> [CONSIGNE 1]:
Résumez en deux phrases le texte source sur la Banque d'Angleterre et la « finance de l'ombre ».

§ §

La Banque centrale d’Angleterre veut s’attaquer à la " finance de l’ombre ", en testant les institutions financières non bancaires. Une stratégie qui s’explique par le choc historique sur le marché de la dette britannique provoqué par ces institutions, qui a forcé la Banque centrale à intervenir.

 

La Banque d’Angleterre va tester la résistance des institutions financières non bancaires, cette " finance de l’ombre " responsable notamment du choc sur le marché de la dette britannique en septembre, a annoncé l’institution monétaire mardi.

La Banque centrale " va exécuter un exercice de scénario focalisé sur les risques venus d’institutions financières non bancaires ", comme les fonds d’investissements actifs sur le marché de la dette britannique, a indiqué le gouverneur de la BoE Andrew Bailey dans un courrier adressé au ministre des Finances.

La finance non-bancaire a enflé ces dernières années et elle est à l’origine d' "environ la moitié des actifs prêtés du système financier mondial " (AFP)

§ §

> [CONSIGNE 2]:
Repérez dans les enregistrements toutes les lignes où figure le mot « costume » et recopiez-les. Tenez compte des majuscules et des minuscules.

(Lignes d'un jeu de données de pointage d'objets)
§ §

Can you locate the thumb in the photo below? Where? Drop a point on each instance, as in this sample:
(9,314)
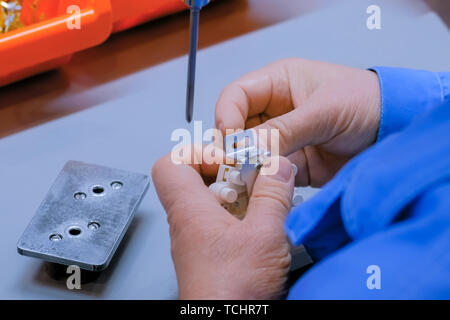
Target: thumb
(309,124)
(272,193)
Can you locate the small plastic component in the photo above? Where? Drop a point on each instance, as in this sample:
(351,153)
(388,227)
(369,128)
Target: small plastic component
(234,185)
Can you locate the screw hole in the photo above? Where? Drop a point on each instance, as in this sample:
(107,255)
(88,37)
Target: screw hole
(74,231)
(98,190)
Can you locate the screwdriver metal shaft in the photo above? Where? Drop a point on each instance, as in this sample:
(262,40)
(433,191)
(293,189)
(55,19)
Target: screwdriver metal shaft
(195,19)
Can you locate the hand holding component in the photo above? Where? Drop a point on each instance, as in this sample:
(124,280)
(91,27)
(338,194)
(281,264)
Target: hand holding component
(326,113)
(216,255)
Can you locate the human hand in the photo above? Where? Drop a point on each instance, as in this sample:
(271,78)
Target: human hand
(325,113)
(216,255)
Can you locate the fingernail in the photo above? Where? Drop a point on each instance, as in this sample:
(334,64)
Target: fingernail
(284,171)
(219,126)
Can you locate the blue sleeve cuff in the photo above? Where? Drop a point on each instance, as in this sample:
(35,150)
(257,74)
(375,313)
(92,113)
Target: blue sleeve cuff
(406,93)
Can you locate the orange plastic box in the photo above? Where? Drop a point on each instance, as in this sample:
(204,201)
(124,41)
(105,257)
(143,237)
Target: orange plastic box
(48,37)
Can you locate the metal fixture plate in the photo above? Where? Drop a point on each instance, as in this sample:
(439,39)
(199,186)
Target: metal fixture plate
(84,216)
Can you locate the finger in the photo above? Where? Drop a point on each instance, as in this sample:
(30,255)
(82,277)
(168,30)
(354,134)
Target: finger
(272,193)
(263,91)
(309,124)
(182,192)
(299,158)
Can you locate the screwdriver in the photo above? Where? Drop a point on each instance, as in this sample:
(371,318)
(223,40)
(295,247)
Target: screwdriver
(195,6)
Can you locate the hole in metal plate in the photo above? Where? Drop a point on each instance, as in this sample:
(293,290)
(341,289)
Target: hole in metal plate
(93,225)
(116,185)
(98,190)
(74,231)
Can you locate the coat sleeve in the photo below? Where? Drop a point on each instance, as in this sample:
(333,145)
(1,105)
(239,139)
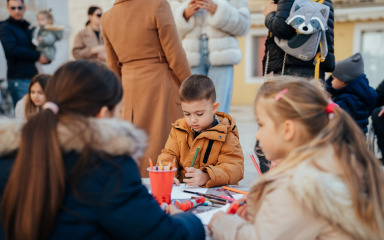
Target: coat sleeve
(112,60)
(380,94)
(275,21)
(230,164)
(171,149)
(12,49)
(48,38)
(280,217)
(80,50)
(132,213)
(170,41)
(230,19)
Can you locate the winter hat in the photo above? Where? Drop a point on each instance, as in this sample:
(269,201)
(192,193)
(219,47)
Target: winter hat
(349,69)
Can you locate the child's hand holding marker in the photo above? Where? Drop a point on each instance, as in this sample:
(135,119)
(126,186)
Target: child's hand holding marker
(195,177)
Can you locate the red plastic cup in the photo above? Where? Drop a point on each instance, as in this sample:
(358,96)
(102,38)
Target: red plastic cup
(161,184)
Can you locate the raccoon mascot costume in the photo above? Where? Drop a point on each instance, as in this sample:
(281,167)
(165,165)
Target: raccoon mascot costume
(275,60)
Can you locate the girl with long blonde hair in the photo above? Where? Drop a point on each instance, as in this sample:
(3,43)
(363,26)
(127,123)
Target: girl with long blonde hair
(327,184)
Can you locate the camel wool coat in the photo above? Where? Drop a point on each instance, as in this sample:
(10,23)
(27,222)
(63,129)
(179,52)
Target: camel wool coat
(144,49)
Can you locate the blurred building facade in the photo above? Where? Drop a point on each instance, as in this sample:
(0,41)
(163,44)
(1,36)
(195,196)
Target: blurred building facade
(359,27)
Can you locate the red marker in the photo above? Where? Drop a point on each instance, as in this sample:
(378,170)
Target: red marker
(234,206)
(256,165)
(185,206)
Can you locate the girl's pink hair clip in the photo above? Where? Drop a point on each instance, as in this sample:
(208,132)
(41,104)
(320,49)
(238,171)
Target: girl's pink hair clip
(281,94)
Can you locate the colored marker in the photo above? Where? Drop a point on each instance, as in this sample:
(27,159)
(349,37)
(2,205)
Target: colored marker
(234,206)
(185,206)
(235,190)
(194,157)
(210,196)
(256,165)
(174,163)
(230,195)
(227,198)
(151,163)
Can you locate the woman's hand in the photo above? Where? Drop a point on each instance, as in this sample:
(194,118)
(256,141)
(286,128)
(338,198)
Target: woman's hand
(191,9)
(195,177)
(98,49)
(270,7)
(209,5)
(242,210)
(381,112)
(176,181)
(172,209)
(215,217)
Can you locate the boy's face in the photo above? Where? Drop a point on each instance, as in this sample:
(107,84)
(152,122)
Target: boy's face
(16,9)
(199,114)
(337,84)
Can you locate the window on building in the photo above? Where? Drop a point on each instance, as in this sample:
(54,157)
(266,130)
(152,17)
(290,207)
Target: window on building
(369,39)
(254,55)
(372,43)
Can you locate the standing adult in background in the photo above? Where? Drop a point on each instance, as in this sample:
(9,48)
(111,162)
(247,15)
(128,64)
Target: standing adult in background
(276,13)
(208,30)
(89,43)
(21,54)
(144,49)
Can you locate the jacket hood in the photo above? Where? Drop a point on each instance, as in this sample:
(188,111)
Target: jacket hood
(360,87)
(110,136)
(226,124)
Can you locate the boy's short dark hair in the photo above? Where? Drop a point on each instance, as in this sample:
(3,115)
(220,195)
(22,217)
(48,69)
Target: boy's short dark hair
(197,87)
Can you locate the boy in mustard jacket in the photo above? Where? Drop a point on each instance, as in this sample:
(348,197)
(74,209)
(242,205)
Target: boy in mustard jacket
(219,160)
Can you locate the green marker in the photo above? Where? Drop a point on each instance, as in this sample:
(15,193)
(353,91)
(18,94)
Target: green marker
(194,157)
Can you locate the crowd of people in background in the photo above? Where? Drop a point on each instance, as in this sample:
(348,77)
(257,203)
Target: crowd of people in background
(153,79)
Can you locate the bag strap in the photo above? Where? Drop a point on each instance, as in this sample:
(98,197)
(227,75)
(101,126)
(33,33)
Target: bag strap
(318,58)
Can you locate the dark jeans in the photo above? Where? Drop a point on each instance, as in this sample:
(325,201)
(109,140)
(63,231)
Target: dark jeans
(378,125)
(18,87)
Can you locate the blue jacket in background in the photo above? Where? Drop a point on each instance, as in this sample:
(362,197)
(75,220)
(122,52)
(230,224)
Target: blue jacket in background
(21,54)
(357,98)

§ §

> [RÉPONSE COMPLÈTE 1]:
La Banque d'Angleterre va tester la résistance des institutions financières non bancaires, cette « finance de l'ombre » responsable notamment du choc sur le marché de la dette britannique en septembre, qui l'a forcée à intervenir. Son gouverneur Andrew Bailey a annoncé au ministre des Finances un exercice de scénario centré sur ces risques, alors que cette finance a enflé ces dernières années et pèse environ la moitié des actifs prêtés du système financier mondial.

> [RÉPONSE COMPLÈTE 2]:
Can you locate the raccoon mascot costume in the photo above? Where? Drop a point on each instance, as in this sample:
Target: raccoon mascot costume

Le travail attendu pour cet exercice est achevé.